Page text
========

ACTION=="add", SUBSYSTEM=="pci", ATTR{power/control}="auto"

## USB device autosuspend

# Only include known onboard devices of the Thinkpad W700/W701

# as other devices may not handle autosuspend well (input devices)

ACTION=="add", SUBSYSTEM=="usb", ATTR{idVendor}=="0765", ATTR{idProduct}=="5001", ATTR{power/control}="auto" # Colorimeter

ACTION=="add", SUBSYSTEM=="usb", ATTR{idVendor}=="08ff", ATTR{idProduct}=="2810", ATTR{power/control}="auto" # Fingerprint Reader (W700)

ACTION=="add", SUBSYSTEM=="usb", ATTR{idVendor}=="147e", ATTR{idProduct}=="2016", ATTR{power/control}="auto" # Fingerprint Reader (W701)

========

Stored entries
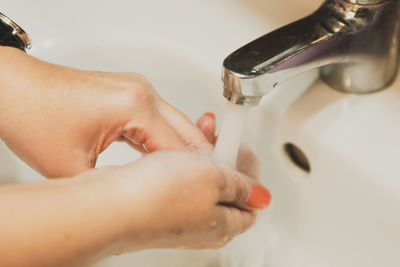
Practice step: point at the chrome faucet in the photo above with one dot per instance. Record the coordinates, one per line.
(354, 43)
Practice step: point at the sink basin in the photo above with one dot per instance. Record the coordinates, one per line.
(341, 210)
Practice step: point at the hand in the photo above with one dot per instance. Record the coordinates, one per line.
(182, 200)
(59, 119)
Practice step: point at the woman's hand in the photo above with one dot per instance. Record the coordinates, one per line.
(59, 119)
(166, 199)
(182, 200)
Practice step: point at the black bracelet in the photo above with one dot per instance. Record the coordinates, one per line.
(13, 35)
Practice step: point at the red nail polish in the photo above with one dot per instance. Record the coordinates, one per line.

========

Parts of the exercise
a) Answer these about the udev rules:
(i) What product ID is given for the colorimeter?
(ii) Which model's fingerprint reader has the vendor ID "147e"?
(iii) What does the comment say other devices may not handle well?
b) Extend the udev rules past their final line.

Outputs in order
a)
(i) 5001
(ii) The W701
(iii) Autosuspend

b)
ACTION=="add", SUBSYSTEM=="usb", ATTR{idVendor}=="0a5c", ATTR{idProduct}=="2145", ATTR{power/control}="auto" # Bluetooth (W700)

ACTION=="add", SUBSYSTEM=="usb", ATTR{idVendor}=="0a5c", ATTR{idProduct}=="217f", ATTR{power/control}="auto" # Bluetooth (W701)

ACTION=="add", SUBSYSTEM=="usb", ATTR{idVendor}=="17ef", ATTR{idProduct}=="1008", ATTR{power/control}="auto" # Lenovo Hub

ACTION=="add", SUBSYSTEM=="usb", ATTR{idVendor}=="17ef", ATTR{idProduct}=="480c", ATTR{power/control}="auto" # Webcam (W700)

ACTION=="add", SUBSYSTEM=="usb", ATTR{idVendor}=="17ef", ATTR{idProduct}=="4816", ATTR{power/control}="auto" # Webcam (W701)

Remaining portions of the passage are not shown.